-- Extracted data --
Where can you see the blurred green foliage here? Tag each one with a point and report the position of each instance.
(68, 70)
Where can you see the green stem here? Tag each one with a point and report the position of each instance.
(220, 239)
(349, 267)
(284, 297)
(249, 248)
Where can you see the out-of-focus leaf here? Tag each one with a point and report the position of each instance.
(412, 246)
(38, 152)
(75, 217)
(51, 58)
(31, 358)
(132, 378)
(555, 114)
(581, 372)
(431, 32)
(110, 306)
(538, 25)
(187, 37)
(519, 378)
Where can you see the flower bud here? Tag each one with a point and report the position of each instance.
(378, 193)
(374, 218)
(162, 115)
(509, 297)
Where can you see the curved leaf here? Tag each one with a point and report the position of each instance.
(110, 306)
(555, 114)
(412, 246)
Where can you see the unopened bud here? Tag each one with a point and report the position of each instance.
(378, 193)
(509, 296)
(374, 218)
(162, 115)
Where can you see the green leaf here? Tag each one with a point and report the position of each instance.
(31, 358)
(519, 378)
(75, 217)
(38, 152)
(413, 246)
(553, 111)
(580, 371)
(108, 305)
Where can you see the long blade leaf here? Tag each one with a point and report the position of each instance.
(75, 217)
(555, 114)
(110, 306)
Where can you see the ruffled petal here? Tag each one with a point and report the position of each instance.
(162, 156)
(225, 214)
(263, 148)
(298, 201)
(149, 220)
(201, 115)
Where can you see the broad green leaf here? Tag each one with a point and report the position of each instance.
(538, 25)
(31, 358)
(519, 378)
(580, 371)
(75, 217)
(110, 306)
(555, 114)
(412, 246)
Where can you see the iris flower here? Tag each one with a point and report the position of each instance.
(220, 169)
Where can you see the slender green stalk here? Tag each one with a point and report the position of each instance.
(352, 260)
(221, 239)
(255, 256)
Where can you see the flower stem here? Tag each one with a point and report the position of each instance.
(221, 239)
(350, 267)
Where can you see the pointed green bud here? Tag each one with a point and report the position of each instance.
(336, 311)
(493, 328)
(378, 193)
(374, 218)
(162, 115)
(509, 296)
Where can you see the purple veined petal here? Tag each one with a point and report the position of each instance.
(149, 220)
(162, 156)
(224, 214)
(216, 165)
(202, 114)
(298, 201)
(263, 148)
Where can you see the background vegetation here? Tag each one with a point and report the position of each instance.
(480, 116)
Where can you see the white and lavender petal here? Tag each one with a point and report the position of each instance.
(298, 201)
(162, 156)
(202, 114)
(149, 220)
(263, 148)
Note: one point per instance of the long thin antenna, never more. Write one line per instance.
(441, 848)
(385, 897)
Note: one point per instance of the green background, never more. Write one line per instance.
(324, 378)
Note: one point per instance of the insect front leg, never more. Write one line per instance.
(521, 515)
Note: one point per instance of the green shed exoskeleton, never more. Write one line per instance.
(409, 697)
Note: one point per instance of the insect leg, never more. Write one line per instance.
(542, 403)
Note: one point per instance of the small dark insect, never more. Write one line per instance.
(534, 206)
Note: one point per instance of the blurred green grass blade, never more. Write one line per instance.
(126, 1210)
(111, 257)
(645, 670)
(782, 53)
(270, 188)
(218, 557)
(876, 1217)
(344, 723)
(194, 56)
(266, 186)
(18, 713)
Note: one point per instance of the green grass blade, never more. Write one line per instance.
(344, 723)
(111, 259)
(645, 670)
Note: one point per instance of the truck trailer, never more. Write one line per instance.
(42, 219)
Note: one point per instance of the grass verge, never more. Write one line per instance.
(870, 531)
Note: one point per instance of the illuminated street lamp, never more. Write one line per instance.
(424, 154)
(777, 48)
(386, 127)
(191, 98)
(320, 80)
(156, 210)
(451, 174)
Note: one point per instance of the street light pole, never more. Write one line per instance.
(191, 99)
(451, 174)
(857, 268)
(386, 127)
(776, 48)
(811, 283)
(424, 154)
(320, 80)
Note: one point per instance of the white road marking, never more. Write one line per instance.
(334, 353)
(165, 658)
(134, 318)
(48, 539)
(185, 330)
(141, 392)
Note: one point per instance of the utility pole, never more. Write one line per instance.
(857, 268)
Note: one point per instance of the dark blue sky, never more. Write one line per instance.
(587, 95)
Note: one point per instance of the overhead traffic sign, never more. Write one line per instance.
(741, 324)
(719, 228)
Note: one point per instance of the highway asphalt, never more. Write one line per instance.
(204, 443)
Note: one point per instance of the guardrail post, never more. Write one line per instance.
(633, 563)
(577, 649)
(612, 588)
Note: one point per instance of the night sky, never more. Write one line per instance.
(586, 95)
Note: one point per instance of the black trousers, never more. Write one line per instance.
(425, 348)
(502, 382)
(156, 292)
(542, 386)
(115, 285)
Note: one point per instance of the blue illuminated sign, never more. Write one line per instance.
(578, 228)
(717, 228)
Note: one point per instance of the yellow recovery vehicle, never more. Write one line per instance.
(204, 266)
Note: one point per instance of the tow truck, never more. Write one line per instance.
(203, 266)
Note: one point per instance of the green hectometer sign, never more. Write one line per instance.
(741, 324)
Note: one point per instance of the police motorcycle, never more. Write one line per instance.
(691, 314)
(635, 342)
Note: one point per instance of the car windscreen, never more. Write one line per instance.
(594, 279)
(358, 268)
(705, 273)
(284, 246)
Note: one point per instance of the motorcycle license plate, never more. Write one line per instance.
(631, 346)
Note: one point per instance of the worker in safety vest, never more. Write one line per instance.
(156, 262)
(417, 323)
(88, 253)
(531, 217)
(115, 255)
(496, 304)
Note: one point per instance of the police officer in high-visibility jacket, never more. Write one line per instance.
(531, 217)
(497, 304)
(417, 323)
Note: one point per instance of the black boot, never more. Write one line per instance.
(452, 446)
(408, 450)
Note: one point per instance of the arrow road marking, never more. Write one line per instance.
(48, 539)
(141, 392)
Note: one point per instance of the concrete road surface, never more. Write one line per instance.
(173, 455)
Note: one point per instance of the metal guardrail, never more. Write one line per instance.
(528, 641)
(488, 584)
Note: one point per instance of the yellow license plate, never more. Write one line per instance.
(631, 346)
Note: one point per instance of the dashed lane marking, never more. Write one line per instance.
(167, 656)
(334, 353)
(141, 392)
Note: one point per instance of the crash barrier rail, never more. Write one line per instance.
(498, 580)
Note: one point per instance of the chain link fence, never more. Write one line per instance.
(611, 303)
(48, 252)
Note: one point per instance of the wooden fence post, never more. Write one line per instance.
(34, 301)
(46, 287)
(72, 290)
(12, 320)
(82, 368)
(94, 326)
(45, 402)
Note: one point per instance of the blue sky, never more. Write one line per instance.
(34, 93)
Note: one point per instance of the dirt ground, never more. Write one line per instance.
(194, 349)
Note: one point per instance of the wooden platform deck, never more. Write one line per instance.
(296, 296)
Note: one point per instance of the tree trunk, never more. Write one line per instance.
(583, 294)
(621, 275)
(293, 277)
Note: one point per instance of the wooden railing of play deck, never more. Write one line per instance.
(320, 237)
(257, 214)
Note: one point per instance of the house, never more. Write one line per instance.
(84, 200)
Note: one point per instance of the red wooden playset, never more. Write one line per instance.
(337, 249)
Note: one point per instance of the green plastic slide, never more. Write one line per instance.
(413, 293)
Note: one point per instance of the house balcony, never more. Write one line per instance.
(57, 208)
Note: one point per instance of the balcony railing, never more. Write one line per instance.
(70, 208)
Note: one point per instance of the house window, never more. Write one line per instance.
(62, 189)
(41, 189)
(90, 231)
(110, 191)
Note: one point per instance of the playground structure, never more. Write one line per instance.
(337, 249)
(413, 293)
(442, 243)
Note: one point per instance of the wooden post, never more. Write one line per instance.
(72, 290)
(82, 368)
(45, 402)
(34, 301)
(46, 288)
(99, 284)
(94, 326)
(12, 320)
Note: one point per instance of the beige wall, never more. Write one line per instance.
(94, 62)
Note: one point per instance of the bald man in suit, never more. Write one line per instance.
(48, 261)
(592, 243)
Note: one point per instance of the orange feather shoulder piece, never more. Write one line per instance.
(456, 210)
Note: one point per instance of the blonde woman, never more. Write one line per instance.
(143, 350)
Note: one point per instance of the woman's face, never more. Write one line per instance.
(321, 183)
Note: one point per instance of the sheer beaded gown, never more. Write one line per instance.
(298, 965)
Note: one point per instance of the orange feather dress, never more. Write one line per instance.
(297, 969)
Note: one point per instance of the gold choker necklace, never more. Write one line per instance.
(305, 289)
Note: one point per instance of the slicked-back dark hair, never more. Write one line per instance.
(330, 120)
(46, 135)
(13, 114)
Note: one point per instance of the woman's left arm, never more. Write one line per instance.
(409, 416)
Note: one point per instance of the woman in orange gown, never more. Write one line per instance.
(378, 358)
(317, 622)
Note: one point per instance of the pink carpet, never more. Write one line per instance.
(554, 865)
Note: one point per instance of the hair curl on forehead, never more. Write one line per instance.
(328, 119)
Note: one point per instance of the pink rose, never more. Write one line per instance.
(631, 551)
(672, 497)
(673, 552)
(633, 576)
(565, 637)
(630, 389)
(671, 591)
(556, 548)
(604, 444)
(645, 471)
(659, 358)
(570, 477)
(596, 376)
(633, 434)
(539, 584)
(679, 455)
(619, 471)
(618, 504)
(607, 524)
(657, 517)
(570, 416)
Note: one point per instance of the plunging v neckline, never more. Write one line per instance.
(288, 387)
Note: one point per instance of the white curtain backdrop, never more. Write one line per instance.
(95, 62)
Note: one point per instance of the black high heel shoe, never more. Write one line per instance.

-- Exercise aim --
Could you print, word for word, the line containing "Note: one point per instance of the wooden post, never" and every line after it through the end of the records, and nothing else?

-- Exercise result --
Note: one point per instance of the wooden post, never more. Write one line per instance.
(72, 290)
(82, 368)
(45, 402)
(34, 301)
(46, 288)
(99, 284)
(94, 326)
(12, 320)
Note: one point per instance of the beige wall, never more. Write one line per instance.
(94, 62)
Note: one point per instance of the bald man in suit, never more. Write one line per instance.
(48, 261)
(592, 243)
Note: one point per instance of the orange feather shoulder piece, never more. Write one line per instance.
(456, 210)
Note: one point per instance of the blonde woman, never more. Write one line per instance.
(143, 350)
Note: one point per instance of the woman's face, never more. Write one line per instance.
(321, 183)
Note: one point per instance of the sheer beaded gown, never more. Write one line per instance.
(298, 965)
Note: one point per instance of the orange feather dress, never more. Write one line per instance.
(297, 969)
Note: one point per instance of the gold choker necklace, never more. Write one line per instance.
(305, 289)
Note: one point per instance of the slicked-back dark hair, never more. Write one line per instance.
(330, 120)
(46, 135)
(13, 114)
Note: one point per instance of the woman's left arm, never more. Write one line per instance.
(409, 416)
Note: one point per instance of the woman in orange gown, never more. Write one line per instance.
(378, 358)
(317, 622)
Note: one point per instance of the pink carpet, never more. Write one line per instance.
(554, 865)
Note: one point per instance of the hair curl on forehead, never more. Write one line per instance.
(328, 119)
Note: one point per instance of the pink rose, never more. Write one line per instance.
(631, 551)
(672, 497)
(673, 552)
(633, 576)
(565, 637)
(630, 389)
(671, 591)
(556, 548)
(604, 444)
(645, 471)
(659, 358)
(570, 477)
(596, 376)
(633, 434)
(539, 584)
(679, 455)
(619, 471)
(618, 504)
(607, 524)
(657, 517)
(570, 416)
Note: one point per instance of the plunging v neckline, never more. Write one line per instance.
(288, 387)
Note: one point per instance of the white curtain backdrop, never more. Write one line per instance.
(95, 62)
Note: one point per instance of the black high heel shoe, never more. Write one line per instance.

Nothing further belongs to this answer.